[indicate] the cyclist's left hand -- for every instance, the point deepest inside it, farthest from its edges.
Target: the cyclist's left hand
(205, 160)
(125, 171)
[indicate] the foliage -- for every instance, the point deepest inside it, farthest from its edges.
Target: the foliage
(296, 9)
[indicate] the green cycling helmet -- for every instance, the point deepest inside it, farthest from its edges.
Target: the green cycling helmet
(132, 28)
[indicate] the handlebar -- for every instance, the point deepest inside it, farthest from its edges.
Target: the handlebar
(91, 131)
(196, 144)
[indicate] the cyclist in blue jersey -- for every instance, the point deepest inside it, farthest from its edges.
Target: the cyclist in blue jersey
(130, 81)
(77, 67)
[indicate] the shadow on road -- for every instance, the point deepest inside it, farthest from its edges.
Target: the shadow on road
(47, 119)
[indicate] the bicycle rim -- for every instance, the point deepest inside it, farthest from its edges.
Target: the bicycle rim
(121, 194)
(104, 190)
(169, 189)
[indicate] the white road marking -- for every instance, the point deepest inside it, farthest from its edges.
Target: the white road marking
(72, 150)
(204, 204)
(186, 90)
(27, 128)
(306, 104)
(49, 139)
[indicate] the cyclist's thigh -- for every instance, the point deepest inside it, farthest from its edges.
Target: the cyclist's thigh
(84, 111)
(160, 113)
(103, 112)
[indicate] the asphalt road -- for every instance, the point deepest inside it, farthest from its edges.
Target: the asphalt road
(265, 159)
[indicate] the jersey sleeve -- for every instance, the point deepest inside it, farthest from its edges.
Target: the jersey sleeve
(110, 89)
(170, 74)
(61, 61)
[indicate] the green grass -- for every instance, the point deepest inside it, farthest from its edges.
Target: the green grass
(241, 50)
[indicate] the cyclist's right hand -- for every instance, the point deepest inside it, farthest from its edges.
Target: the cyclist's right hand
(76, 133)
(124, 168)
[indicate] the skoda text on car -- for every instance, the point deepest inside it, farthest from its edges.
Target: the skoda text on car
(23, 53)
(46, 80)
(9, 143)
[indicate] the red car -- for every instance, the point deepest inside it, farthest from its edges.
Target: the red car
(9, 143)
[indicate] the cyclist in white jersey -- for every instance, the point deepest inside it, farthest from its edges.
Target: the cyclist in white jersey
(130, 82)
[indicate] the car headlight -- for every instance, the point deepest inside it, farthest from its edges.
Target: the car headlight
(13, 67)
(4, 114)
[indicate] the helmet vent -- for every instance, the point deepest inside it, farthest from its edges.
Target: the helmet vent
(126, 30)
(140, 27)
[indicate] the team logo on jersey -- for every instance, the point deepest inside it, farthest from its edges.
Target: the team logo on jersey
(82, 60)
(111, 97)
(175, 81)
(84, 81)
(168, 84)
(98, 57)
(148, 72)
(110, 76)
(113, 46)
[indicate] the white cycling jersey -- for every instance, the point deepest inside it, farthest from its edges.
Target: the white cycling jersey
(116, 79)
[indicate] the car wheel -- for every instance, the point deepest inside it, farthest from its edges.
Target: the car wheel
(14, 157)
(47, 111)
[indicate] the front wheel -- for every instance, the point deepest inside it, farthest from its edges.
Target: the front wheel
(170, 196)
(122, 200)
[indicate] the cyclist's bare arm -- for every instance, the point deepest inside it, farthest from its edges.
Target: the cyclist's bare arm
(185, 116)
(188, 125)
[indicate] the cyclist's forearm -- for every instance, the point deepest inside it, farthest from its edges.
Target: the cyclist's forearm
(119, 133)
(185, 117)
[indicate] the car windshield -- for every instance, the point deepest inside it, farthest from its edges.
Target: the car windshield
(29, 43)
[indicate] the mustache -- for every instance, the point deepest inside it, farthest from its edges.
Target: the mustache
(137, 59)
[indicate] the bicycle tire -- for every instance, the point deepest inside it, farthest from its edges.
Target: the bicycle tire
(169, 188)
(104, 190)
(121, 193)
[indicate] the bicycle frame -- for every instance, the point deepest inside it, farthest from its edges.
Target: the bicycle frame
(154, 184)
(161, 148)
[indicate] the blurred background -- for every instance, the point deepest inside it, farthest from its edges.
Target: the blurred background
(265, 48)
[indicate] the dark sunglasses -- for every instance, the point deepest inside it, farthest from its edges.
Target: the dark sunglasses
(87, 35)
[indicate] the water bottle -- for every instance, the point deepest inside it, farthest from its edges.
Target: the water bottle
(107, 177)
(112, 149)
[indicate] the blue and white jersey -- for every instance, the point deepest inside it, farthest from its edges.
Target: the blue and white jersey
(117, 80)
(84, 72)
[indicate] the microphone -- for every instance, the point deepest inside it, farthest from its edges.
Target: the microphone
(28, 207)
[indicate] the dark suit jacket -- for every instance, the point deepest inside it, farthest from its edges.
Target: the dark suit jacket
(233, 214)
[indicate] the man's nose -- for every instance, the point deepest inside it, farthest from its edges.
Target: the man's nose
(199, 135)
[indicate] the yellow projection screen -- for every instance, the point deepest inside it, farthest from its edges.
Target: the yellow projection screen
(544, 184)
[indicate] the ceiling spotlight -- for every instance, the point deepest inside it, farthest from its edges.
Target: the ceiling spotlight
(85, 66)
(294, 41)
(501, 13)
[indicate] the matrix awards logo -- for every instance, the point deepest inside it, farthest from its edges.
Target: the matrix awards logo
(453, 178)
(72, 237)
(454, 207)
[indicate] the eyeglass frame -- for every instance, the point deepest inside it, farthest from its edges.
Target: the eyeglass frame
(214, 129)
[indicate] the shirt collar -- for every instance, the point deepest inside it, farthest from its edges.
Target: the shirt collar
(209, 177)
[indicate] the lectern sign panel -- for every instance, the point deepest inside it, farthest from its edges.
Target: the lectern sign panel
________________________
▶ **Task directions**
When a line in the material includes the word "lectern", copy it out.

▶ **Response for this exercise**
[indicate] the lectern sign panel -- for every instance, the point deepest inside it, farthest from its edges.
Target: the lectern sign panel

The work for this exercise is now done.